Un bilan saisissant, qui expose tant les luttes passées que les enjeux à venir.

Essai

Un bilan saisissant, qui expose tant les luttes passées que les enjeux à venir.

C’est un livre où la recherche trouve sa source dans l’engagement, qui lui répond. Une filiation émouvante entre Camille Robert, doctorante en histoire, conférencière, chroniqueuse, et son aînée Louise Toupin, membre du Front de libération des femmes du Québec (1969-1971), cofondatrice des Éditions du remue-ménage (1976) et de l’Alliance féministe solidaire pour les droits des travailleuses du sexe (2011). Toutes deux ont déjà exprimé dans leurs publications respectives leurs préoccupations à l’égard du déséquilibre domestique au foyer1. Elles livrent cette fois «un projet militant plutôt qu’universitaire», réunissant tant des intellectuelles que des femmes engagées dans leur milieu. Le grand intérêt de cet ouvrage repose d’ailleurs sur ces différentes expériences, «état des lieux de quelques questionnements en cours», «pistes de revendication ou d’action» soutenues par un solide appareil historique et critique, qui dévoile une réalité beaucoup plus insidieuse et répandue qu’il n’y paraît.

**Inventaire:**
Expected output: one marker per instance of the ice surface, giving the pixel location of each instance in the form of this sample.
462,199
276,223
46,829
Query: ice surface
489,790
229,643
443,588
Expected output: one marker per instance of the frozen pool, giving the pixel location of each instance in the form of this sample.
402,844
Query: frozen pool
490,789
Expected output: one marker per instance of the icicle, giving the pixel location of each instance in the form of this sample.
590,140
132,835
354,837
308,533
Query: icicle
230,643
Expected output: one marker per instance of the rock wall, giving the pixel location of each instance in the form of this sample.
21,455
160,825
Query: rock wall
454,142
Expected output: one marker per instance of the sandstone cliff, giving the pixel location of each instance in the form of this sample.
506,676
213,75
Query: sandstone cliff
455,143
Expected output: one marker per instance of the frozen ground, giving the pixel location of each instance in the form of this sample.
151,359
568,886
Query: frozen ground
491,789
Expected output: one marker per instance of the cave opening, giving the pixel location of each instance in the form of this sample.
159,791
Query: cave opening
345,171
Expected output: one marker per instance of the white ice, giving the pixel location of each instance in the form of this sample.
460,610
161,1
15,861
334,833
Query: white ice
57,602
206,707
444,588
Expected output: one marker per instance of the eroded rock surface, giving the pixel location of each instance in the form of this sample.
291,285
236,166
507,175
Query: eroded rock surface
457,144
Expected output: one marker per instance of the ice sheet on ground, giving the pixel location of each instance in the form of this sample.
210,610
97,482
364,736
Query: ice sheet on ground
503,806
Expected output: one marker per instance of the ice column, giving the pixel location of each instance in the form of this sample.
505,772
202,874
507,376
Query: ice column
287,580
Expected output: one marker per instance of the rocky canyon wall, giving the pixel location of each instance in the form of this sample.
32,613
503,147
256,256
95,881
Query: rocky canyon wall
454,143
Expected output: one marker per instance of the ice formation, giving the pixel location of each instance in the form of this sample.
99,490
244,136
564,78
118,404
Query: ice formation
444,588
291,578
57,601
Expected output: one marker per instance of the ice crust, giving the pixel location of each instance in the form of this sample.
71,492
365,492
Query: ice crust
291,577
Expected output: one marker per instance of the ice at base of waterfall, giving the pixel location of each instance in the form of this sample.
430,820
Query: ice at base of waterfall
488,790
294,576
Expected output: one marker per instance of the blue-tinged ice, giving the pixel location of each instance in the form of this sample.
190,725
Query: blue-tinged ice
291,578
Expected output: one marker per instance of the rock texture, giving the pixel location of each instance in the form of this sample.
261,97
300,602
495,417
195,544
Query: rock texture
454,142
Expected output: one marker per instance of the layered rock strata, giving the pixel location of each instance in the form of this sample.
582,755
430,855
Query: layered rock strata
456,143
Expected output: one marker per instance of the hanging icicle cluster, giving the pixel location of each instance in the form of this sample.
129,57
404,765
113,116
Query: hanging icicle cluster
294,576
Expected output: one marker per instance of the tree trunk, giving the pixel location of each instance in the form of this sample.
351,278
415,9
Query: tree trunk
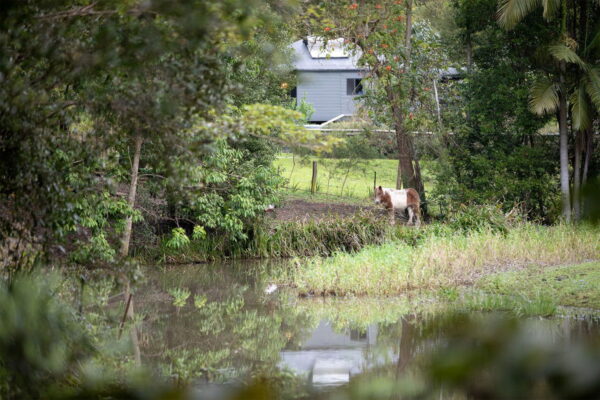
577,175
564,148
406,174
589,145
133,334
124,251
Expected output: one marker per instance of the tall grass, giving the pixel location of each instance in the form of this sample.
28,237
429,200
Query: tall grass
444,258
289,239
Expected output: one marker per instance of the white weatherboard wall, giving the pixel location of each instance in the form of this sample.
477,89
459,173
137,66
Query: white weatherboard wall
326,91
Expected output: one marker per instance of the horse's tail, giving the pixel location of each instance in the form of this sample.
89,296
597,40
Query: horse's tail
414,202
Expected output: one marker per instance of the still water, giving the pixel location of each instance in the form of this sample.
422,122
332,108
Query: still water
234,324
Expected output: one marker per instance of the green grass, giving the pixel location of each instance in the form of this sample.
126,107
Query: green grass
444,259
574,285
359,183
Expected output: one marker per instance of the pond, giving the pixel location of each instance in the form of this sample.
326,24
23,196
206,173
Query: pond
234,325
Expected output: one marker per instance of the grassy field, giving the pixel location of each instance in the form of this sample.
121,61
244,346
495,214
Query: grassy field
573,285
446,260
335,179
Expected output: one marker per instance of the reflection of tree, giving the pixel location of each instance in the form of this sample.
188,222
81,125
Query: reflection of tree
238,332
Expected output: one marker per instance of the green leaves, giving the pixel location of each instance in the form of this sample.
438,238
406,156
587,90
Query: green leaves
178,239
511,12
580,109
544,96
562,52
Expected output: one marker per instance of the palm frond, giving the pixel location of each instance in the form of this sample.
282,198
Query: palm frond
580,109
593,46
511,12
563,53
544,96
592,85
550,8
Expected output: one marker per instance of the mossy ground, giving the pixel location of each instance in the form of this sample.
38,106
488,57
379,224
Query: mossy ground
572,285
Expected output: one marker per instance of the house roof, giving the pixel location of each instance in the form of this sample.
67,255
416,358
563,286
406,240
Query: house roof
312,54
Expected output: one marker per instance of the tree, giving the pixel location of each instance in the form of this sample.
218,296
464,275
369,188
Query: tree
135,73
381,32
573,85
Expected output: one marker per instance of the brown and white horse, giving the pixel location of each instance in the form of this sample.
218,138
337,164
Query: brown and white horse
401,200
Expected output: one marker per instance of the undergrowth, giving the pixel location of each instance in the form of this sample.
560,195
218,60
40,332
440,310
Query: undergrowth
437,257
287,239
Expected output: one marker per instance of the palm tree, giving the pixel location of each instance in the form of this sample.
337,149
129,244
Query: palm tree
577,91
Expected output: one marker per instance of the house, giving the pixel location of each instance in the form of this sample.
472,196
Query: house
328,77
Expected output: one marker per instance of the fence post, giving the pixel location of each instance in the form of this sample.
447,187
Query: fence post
374,179
313,183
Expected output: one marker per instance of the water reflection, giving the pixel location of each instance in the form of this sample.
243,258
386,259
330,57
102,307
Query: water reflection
230,330
329,357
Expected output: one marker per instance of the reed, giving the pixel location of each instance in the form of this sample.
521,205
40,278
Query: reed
441,258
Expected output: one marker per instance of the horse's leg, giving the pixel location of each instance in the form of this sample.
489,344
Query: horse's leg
418,217
411,216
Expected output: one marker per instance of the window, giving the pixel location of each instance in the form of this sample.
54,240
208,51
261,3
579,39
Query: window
353,87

**Consigne:** Poursuivez le compte rendu de l’essai de Camille Robert et Louise Toupin, en enchaînant directement après sa dernière phrase.

**Résultat de l’exercice:**
10000 milliards de dollars gratuits

La dénonciation du travail invisible des femmes ne date pas d’hier. Camille Robert rappelle que, déjà en 1907, Marie Gérin-Lajoie soulignait combien la structure maritale s’appuie sur un travail domestique gratuit de l’épouse, pourtant rémunéré une fois accompli par une aide professionnelle. La situation s’est-elle tant améliorée depuis la révolution sexuelle des années 1970? Et ne touche-t-elle que le contexte familial? En 1995, le Programme des Nations Unies pour le développement révélait que «les femmes assument plus de la moitié de la charge totale de travail sur la planète. De cette part de travail accomplie par les femmes, les deux tiers sont non rémunérés, alors qu’à l’inverse, les trois quarts de la charge totale de travail des hommes sont rémunérés.» Dans un contexte mondialisé et néolibéral, où l’État providence est l’ennemi à abattre, les autrices soutiennent que ce «problème structurel», loin de se régler, devient au contraire le ciment économique du capitalisme — comme c’est le cas, d’ailleurs, du travail des sans-salaires des populations du Sud. Selon Oxfam, en effet, «les femmes contribuent pour environ 10000milliards de dollars à l’économie par leur travail non rémunéré, incluant les tâches domestiques et les soins consacrés à leurs proches.» Oncle Sam et ses copains s’en frottent les mains.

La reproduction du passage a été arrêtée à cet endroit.